**TO DO:**
From first line to last, print the records exactly, but leave out the pictures.

**MATERIAL PROVIDED:**
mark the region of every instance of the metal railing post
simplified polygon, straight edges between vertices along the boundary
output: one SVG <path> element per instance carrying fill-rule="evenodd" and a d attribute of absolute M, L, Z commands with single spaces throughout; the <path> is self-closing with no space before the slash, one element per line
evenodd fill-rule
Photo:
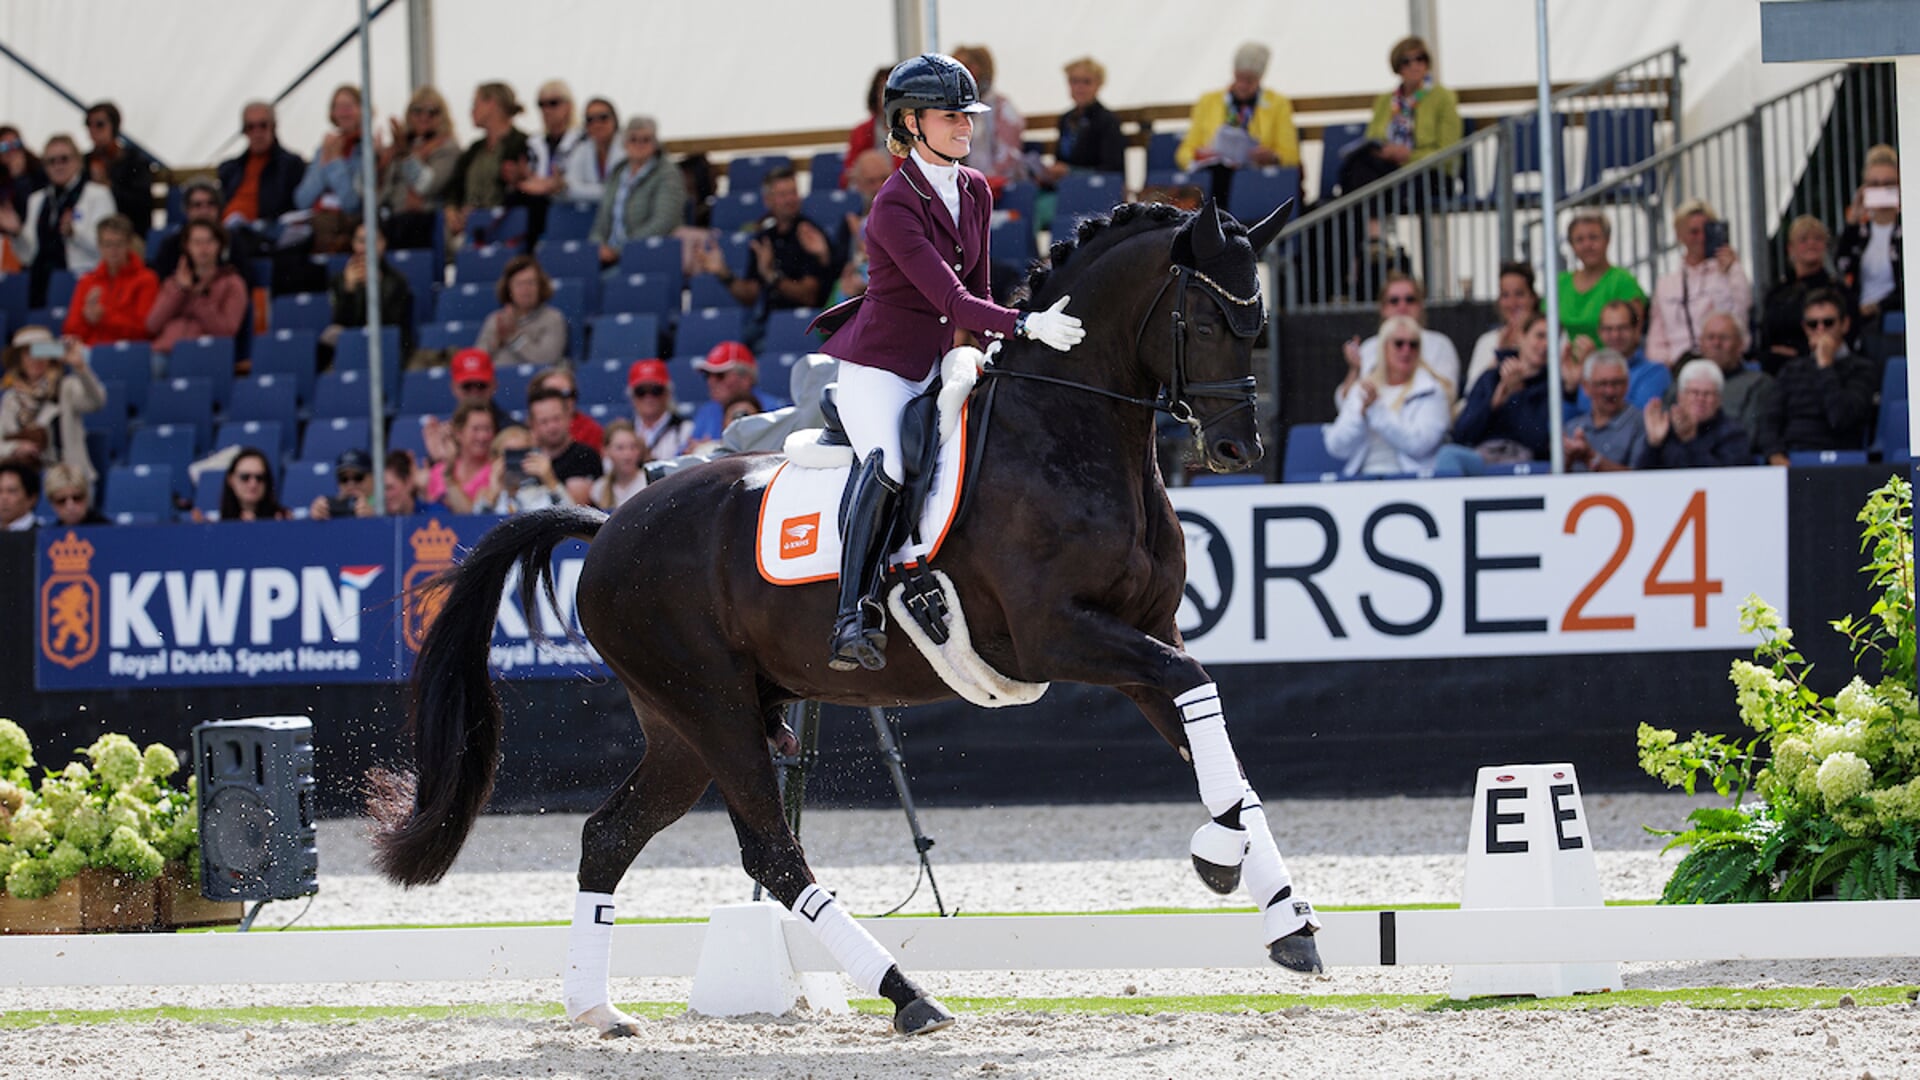
<path fill-rule="evenodd" d="M 1773 200 L 1767 198 L 1766 121 L 1760 110 L 1747 115 L 1747 228 L 1751 239 L 1748 256 L 1753 260 L 1753 286 L 1765 289 L 1773 281 L 1773 247 L 1767 242 L 1767 219 L 1773 216 Z"/>
<path fill-rule="evenodd" d="M 1500 136 L 1497 140 L 1499 151 L 1498 164 L 1494 166 L 1494 191 L 1496 213 L 1500 218 L 1500 261 L 1512 262 L 1514 256 L 1513 221 L 1513 140 L 1514 121 L 1511 117 L 1500 121 Z"/>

**EXERCISE ANSWER:**
mark the region of every instance of the metal railing post
simplified polygon, straight edges between vertices along the boundary
output: one SVG <path> element per instance carrying fill-rule="evenodd" and a d attribute of absolute M, L, Z commands with single spaces throughout; the <path> is self-closing with no space before the slash, one element per line
evenodd fill-rule
Photo:
<path fill-rule="evenodd" d="M 1773 200 L 1767 198 L 1766 121 L 1760 110 L 1747 115 L 1747 228 L 1751 239 L 1748 256 L 1753 260 L 1753 286 L 1765 289 L 1773 281 L 1773 247 L 1767 242 L 1767 219 L 1773 216 Z"/>
<path fill-rule="evenodd" d="M 1500 136 L 1497 140 L 1499 151 L 1498 164 L 1494 166 L 1494 191 L 1496 213 L 1500 218 L 1500 261 L 1512 262 L 1514 256 L 1513 221 L 1513 140 L 1514 121 L 1511 117 L 1500 121 Z"/>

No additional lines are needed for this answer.